Мобилизованное Средневековье. Том 1. Медиевализм и национальная идеология в Центрально-Восточной Европе и на Балканах — страница 41 из 111

[478]. Одной из основных функций этнонационального мифа является, с одной стороны, демонстрация исконности или древности определяемого в этнических категориях социума (народа, нации и т. п.), а с другой стороны, сокрытие того очевидного (по крайней мере, для не вовлеченного в националистическую оптику наблюдателя) факта, что модерные практики нациестроительства сыграли в формировании данного социума роль куда более значимую, чем наследие отдаленных эпох.

Такой обман зрения становится возможным в силу глубоко укорененного в обыденном сознании представления о народах как об объективно существующих в социальном пространстве коллективных социальных акторах, обладающих набором объективных культурных признаков. Иными словами, народ в националистической оптике выступает не в качестве продукта исторического развития, а в качестве находящегося вне исторического времени творца истории: он создает государство, ведет многовековую борьбу за свободу, восстанавливает свою независимость (иногда спустя тысячу лет!) и т. д., и т. п.

Задания
1 > Кем, согласно тексту об этнонациональном мифе, выступает народ в националистической оптике?
2 > Продолжите текст об этнонациональном мифе, начав сразу после его последнего предложения.
Записи никак не связаны с текстом об этнонациональном мифе.

Материал

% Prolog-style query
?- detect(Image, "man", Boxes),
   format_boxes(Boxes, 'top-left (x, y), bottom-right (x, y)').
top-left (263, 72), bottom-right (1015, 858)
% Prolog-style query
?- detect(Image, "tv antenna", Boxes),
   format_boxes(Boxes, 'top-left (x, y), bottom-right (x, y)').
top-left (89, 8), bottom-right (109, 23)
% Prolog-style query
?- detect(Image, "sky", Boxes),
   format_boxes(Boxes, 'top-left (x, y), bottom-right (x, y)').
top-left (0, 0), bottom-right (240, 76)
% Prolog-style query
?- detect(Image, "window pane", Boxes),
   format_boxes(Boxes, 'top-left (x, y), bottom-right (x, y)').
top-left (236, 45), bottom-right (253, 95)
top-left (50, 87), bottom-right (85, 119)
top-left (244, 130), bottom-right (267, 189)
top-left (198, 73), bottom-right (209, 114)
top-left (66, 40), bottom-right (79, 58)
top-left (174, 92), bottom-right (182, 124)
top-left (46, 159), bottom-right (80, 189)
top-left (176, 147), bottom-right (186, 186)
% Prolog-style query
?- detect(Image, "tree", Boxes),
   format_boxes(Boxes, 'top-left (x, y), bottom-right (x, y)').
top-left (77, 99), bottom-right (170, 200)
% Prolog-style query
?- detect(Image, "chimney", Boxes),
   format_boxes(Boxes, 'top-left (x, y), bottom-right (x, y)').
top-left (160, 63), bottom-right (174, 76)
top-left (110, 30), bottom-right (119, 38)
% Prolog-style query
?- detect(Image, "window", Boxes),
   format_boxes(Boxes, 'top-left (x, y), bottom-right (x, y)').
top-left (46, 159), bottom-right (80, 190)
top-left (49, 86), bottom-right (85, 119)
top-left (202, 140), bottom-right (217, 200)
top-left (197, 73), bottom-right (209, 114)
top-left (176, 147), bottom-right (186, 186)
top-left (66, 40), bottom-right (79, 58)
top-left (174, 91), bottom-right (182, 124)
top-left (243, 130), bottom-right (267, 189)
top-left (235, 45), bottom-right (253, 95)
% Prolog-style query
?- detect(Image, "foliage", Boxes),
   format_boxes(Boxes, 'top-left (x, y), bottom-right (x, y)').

Письменные ответы
1 > Не продуктом исторического развития, а находящимся вне исторического времени творцом истории.

2 >
В литературе, посвященной процессам формирования модерных наций в странах Центральной и Восточной Европы, неоднократно подчеркивалось, что эпохой, в которой местные национальные идеологи искали подтверждения легитимности своих национальных проектов, была эпоха Средневековья. Важность Средневековья для национальных идеологов объясняется несколькими причинами. Одна из них, несомненно, заключалась в необходимости обнаружения как можно более древних корней нации с целью установления исторического континуитета и легитимизации актуального национального проекта, а между тем именно период раннего Средневековья был временем, когда в данном регионе формировались государства, которые интерпретировались национальными идеологами в качестве колыбелей нации.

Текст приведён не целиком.